■ Description of the task: Search the entries for the word "shadow". Copy each line in which it is found.

■ Dataset extract:
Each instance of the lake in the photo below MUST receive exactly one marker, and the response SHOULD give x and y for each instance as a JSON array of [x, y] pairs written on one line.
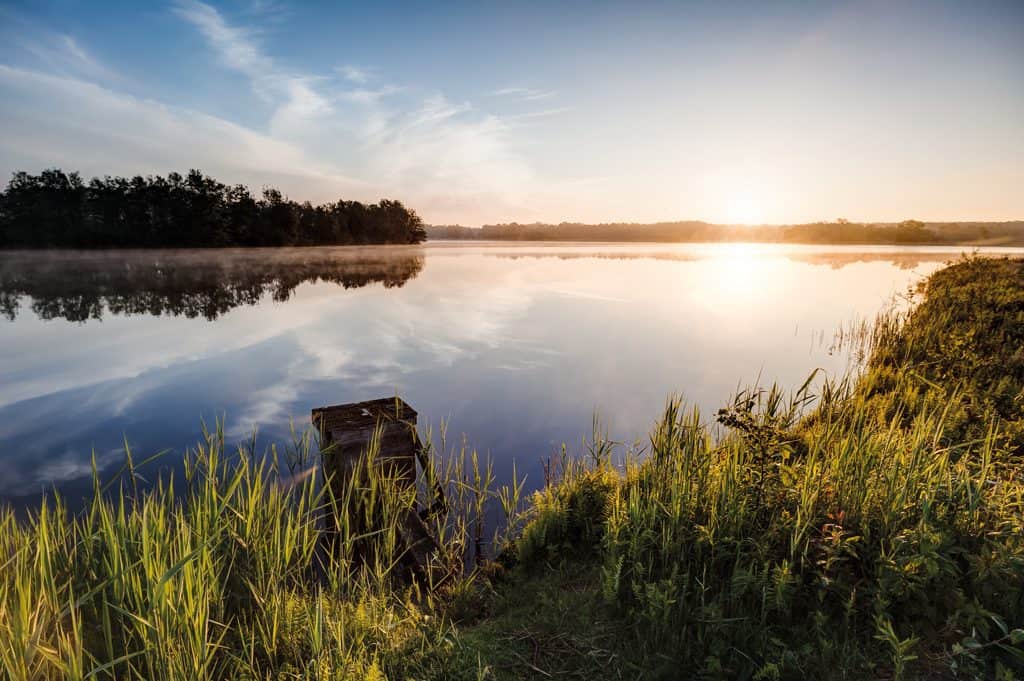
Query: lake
[[515, 345]]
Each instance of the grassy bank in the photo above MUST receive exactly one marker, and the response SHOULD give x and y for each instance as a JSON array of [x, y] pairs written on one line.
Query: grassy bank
[[872, 529]]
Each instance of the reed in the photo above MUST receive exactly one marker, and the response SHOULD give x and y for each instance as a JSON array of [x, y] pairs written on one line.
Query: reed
[[868, 526]]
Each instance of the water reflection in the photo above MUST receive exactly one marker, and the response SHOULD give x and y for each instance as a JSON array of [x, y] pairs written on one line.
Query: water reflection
[[517, 345], [78, 287]]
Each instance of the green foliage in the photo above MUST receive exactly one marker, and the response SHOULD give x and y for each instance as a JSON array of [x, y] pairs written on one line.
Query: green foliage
[[878, 534], [873, 531], [55, 209]]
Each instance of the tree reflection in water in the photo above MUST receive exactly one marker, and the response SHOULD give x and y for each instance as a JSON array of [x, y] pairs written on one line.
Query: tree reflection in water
[[82, 286]]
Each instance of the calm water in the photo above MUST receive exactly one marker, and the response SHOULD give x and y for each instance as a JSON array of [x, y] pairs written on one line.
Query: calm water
[[516, 345]]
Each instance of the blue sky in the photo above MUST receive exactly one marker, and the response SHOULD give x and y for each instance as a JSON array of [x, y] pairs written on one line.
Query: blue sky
[[482, 112]]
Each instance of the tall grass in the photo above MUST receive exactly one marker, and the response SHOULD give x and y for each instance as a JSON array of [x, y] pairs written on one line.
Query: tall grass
[[231, 572], [873, 529]]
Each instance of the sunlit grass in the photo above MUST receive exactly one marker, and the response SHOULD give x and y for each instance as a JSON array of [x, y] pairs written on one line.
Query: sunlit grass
[[871, 529]]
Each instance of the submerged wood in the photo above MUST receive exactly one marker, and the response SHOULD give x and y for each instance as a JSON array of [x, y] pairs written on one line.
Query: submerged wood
[[346, 434]]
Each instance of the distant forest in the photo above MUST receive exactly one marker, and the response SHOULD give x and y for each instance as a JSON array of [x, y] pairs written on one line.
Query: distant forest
[[55, 209], [840, 231]]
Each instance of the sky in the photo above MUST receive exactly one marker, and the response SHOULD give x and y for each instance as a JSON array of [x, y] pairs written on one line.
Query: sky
[[480, 113]]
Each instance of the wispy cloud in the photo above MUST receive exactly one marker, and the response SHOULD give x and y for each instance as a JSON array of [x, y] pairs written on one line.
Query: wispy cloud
[[354, 74], [346, 131], [526, 93], [62, 54], [430, 151]]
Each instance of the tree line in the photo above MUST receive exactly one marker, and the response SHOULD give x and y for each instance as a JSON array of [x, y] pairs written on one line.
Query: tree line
[[78, 287], [839, 231], [57, 209]]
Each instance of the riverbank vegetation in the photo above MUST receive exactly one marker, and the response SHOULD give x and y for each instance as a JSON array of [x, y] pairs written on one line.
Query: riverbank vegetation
[[56, 209], [840, 231], [868, 527]]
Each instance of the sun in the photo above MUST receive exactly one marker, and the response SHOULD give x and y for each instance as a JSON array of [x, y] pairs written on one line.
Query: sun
[[742, 209]]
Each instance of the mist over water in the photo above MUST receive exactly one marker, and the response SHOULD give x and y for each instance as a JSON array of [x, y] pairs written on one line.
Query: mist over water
[[515, 345]]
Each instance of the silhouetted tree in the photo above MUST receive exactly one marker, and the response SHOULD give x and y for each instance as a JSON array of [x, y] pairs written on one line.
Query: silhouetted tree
[[57, 209]]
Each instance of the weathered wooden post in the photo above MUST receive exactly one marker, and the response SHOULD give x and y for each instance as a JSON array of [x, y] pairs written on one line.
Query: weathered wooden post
[[346, 432]]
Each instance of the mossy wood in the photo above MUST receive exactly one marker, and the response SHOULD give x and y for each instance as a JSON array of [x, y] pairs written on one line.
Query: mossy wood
[[346, 433]]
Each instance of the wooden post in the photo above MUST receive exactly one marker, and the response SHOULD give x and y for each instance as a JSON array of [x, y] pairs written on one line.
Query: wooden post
[[346, 431]]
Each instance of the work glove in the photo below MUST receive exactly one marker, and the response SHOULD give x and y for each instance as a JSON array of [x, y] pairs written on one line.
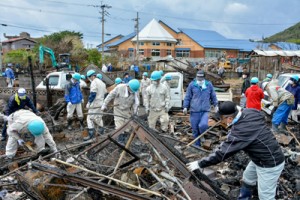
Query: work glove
[[88, 105], [21, 142], [216, 109], [184, 111], [103, 107], [192, 166]]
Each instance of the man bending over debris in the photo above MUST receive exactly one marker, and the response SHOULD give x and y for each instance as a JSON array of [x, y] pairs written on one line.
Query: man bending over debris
[[249, 133], [126, 101], [199, 96], [95, 101], [157, 102], [73, 97], [24, 121]]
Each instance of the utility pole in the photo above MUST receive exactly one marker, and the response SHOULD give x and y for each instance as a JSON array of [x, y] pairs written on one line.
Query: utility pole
[[104, 13], [137, 51]]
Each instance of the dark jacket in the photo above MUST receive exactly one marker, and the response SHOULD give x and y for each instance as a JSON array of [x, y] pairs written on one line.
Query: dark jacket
[[295, 90], [73, 93], [246, 85], [250, 134], [15, 103]]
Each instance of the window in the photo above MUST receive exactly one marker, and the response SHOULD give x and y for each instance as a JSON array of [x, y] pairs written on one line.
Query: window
[[213, 54], [53, 80], [155, 43], [183, 53], [155, 52], [141, 51], [169, 52]]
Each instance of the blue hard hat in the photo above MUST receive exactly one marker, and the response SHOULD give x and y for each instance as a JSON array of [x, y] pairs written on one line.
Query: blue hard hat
[[134, 85], [168, 77], [156, 75], [118, 80], [254, 80], [99, 76], [36, 127], [76, 76], [90, 73], [295, 77]]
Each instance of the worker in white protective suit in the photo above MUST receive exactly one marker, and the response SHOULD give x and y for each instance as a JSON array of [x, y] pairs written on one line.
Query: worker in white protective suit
[[145, 82], [126, 101], [95, 101], [157, 102], [74, 98], [24, 121]]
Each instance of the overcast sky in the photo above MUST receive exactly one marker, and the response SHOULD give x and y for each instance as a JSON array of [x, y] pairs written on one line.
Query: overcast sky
[[236, 19]]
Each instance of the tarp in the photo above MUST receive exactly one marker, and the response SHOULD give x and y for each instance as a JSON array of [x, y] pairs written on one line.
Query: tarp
[[277, 53]]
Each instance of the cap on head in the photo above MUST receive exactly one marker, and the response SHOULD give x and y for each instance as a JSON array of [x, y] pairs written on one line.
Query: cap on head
[[36, 127], [76, 76], [168, 77], [254, 80], [99, 76], [227, 108], [156, 75], [118, 80], [295, 77], [134, 85], [90, 73]]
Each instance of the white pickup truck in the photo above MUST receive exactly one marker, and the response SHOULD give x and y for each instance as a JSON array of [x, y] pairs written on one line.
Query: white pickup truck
[[177, 92], [283, 80]]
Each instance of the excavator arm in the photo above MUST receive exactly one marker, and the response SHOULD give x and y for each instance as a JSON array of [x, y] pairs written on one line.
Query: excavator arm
[[42, 50]]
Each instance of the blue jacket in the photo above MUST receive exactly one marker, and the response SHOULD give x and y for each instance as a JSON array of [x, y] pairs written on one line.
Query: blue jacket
[[198, 99], [15, 103], [296, 92], [73, 93], [9, 73]]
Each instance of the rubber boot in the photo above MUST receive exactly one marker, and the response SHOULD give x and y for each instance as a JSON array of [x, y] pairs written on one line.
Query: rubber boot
[[70, 124], [275, 128], [91, 134], [81, 124], [101, 130], [283, 128]]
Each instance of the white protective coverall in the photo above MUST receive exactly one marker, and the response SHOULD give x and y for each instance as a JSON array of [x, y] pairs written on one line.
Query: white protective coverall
[[157, 102], [100, 88], [17, 125], [144, 84], [125, 103]]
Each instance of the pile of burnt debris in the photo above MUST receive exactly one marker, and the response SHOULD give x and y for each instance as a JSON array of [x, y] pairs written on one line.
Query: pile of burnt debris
[[136, 162]]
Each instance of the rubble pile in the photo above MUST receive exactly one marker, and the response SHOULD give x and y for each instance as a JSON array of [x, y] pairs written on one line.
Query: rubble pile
[[135, 162]]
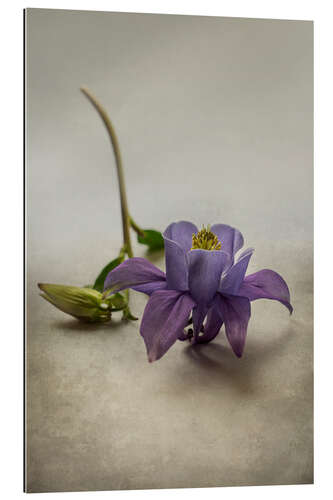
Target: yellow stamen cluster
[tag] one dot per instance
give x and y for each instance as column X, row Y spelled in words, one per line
column 206, row 240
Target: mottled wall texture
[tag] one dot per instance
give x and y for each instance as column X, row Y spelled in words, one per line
column 215, row 122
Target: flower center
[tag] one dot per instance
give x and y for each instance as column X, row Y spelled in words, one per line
column 206, row 240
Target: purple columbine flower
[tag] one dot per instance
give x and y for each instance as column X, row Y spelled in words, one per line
column 203, row 279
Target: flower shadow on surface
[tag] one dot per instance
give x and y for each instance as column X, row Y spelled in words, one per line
column 71, row 325
column 214, row 362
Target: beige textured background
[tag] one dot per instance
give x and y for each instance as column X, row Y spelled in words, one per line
column 214, row 117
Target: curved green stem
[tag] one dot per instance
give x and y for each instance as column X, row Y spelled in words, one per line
column 136, row 228
column 121, row 181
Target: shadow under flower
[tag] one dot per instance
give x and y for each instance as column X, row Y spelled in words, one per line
column 214, row 362
column 82, row 327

■ Exercise response:
Target: flower shadow on surface
Target: shadow under flower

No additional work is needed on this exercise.